++++ RECORDS PROVIDED
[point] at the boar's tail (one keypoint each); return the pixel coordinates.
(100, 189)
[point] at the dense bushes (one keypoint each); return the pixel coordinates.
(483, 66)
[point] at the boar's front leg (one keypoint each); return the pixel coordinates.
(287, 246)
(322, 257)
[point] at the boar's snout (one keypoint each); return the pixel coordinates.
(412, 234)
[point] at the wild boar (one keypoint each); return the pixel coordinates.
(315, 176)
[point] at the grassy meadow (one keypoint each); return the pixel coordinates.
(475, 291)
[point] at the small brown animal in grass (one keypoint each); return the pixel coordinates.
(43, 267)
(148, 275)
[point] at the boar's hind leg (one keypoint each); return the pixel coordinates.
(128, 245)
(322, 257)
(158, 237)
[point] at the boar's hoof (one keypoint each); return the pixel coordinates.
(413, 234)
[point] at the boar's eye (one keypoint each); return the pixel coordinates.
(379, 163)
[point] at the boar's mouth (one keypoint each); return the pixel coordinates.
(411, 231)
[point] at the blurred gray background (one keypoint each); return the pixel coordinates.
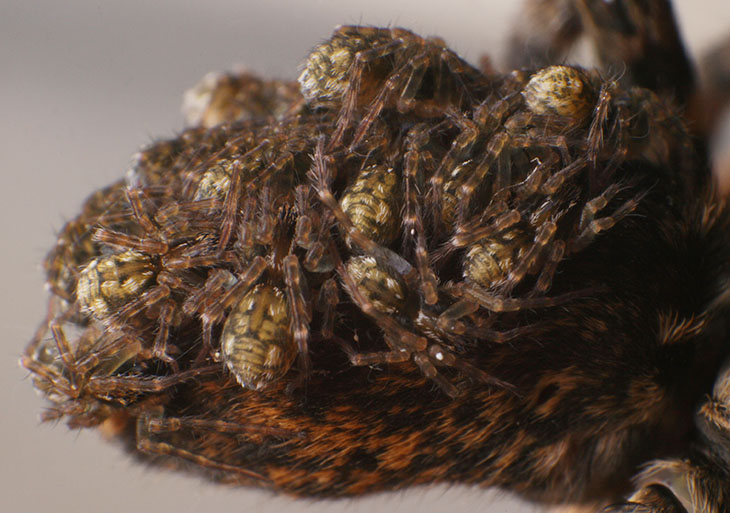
(84, 84)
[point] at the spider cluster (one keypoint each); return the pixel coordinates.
(272, 295)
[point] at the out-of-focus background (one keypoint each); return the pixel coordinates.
(84, 84)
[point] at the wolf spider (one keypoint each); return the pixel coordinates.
(385, 68)
(387, 275)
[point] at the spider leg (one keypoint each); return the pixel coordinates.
(412, 218)
(147, 444)
(299, 310)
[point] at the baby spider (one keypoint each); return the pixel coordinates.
(374, 69)
(383, 285)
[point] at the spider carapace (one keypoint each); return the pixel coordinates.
(406, 270)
++++++++
**ABOUT THIS EXERCISE**.
The records above are to be repeated exactly, apart from their pictures.

**RESULT FOR THIS TASK**.
[point] at the boar's tail (one keypoint each); return the pixel coordinates.
(100, 189)
[point] at the dense bushes (one keypoint each); return the pixel coordinates.
(483, 66)
[point] at the boar's front leg (one keypoint each); return the pixel coordinates.
(287, 246)
(322, 257)
[point] at the boar's snout (one keypoint each); return the pixel coordinates.
(412, 234)
[point] at the wild boar (one keypoint each); return the pixel coordinates.
(315, 176)
[point] at the grassy meadow (one keypoint each); return the pixel coordinates.
(475, 291)
[point] at the small brown animal in grass (one keypoint each); return the pixel coordinates.
(43, 267)
(148, 275)
[point] at the boar's hind leg (one keypoint each); return the pixel coordinates.
(128, 245)
(322, 257)
(158, 237)
[point] at the boar's hoof (one keypoint each); return the pixel coordinates.
(413, 234)
[point] at the boar's eye (one keypoint each); return the pixel coordinates.
(379, 163)
[point] at the boar's mouth (one keypoint each); return the pixel coordinates.
(411, 231)
[point] at the blurred gray background (one keypoint each); return the pixel coordinates.
(84, 84)
[point] at the spider cluster (one keypoint each); return the pixel coordinates.
(272, 295)
[point] at the out-of-focus background (one keypoint each); return the pixel coordinates.
(84, 84)
[point] at the wolf spider (one keypoint each); return the pixel coordinates.
(385, 68)
(387, 275)
[point] at the spider leg (one keypoint each); return the pixel coordinates.
(412, 218)
(147, 444)
(299, 310)
[point] at the baby spider (one keypoint each); return the pixel coordinates.
(374, 69)
(383, 285)
[point] at the spider carapace (one keypoint each); return the pixel coordinates.
(406, 270)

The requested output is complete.